TEXT SEGMENT:
>> start

There's a quote from the novel Dune that should be famous if it isn't already:

"Once men turned their thinking over to machines in the hope that this would set them free. But that only permitted other men with machines to enslave them."

"'Thou shalt not make a machine in the likeness of a man's mind,'" Paul quoted.

"Right out of the Butlerian Jihad and the Orange Catholic Bible," she said. "But what the O.C. Bible should've said is: 'Thou shalt not make a machine to counterfeit a human mind.' [...] The Great Revolt took away a crutch," she said. "It forced human minds to develop."

Here's my initial outline on ways to go about this idea. I don't work in AI or in Predictive Analytics so I probably get stuff wrong but I've been trying to figure out how to model what to bring to a tournament and what decisions are always optimal for an X-Wing game using data.

For the below, use the time interval of data since the last FAQ or release, whichever was most recent (FAQ as of today). Note this also assumes the following:

  • AI Cheats by measuring distance (i.e. from camera and anchor points)
  • AI can see the board (i.e. mobile app running on phone using the camera is the AI's form factor).
  • Actively using tournament videos, list juggler and the existing game in front of the AI as data sources

LIST BUILDING

1 - perform a multivariate analysis with list juggler data to identify the most impactful group of ships and upgrades based on tournament data where positive correlation of a given card (upgrade or ship) to a "win" becomes the weighting (to some extent already done on the meta analysis site but you need the specific card correlations to a win). Start with ships to pick the best 5 ships in rank order. Pick the faction that has the most representation in that "5 ship ranking" and then rerun the analysis for only those ships in that faction. Then do the same analysis on upgrades for those ships.

>> end

WHAT YOU NEED TO DO: List every assumption that the outline for using AI in X-Wing says it makes.

RECORDS SHOWN:
>> start

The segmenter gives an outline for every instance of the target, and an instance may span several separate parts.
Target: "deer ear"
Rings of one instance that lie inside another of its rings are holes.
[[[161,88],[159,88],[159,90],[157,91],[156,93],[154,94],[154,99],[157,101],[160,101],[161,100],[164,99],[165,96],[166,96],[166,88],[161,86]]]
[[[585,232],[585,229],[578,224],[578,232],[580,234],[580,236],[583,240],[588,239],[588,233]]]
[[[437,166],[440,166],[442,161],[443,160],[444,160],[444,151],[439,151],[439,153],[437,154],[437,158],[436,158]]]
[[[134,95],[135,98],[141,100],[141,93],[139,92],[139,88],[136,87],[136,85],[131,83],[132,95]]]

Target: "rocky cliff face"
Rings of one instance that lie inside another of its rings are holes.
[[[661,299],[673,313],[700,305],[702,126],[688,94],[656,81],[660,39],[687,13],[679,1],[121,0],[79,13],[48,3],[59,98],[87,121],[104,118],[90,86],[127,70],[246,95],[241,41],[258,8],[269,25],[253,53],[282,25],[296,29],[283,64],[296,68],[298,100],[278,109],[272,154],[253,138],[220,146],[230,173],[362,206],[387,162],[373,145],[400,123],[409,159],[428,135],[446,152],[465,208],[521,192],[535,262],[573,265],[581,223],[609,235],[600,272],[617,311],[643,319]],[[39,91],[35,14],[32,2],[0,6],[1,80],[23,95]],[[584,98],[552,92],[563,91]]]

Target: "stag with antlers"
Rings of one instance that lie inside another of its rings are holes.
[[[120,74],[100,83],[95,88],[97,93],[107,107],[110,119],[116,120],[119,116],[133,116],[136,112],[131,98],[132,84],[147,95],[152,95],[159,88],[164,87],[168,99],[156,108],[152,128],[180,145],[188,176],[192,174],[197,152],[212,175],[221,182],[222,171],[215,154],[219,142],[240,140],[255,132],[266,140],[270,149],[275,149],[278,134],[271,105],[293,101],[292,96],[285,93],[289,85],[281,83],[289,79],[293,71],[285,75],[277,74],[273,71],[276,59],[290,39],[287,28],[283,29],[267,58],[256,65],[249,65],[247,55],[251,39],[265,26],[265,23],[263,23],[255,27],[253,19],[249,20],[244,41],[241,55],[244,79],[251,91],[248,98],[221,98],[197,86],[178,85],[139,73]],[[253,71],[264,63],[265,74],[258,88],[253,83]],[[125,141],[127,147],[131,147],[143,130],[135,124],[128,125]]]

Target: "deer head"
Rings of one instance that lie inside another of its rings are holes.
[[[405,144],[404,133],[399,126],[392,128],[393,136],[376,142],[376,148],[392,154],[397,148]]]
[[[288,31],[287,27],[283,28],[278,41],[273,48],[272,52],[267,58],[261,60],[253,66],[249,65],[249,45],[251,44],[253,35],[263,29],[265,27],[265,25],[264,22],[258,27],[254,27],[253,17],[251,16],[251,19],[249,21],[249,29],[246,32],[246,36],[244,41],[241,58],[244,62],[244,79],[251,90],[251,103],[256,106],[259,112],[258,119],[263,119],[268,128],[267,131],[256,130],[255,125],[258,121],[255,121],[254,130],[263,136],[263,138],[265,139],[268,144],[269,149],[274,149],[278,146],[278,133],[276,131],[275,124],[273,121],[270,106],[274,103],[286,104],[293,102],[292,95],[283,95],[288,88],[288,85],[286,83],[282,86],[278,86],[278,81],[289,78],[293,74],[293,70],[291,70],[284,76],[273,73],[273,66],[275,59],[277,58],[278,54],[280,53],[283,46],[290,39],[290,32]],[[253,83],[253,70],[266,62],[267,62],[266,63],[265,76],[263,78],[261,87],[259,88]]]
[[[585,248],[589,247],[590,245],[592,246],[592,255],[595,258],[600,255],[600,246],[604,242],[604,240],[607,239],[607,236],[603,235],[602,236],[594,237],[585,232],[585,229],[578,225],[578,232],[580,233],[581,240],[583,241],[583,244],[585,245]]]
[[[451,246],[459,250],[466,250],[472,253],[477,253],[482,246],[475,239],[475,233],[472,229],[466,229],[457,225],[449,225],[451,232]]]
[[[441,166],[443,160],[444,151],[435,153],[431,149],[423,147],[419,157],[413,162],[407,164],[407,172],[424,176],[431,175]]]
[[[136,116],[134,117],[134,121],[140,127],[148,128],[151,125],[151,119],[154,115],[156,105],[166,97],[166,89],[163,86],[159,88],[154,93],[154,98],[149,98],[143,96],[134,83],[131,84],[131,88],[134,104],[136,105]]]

>> end

FINAL RESULT:
- The AI cheats by measuring distance, for example from the camera and anchor points.
- The AI can see the board, with a mobile app running on a phone and using its camera as the AI's form factor.
- Tournament videos, list juggler, and the existing game in front of the AI are actively used as data sources.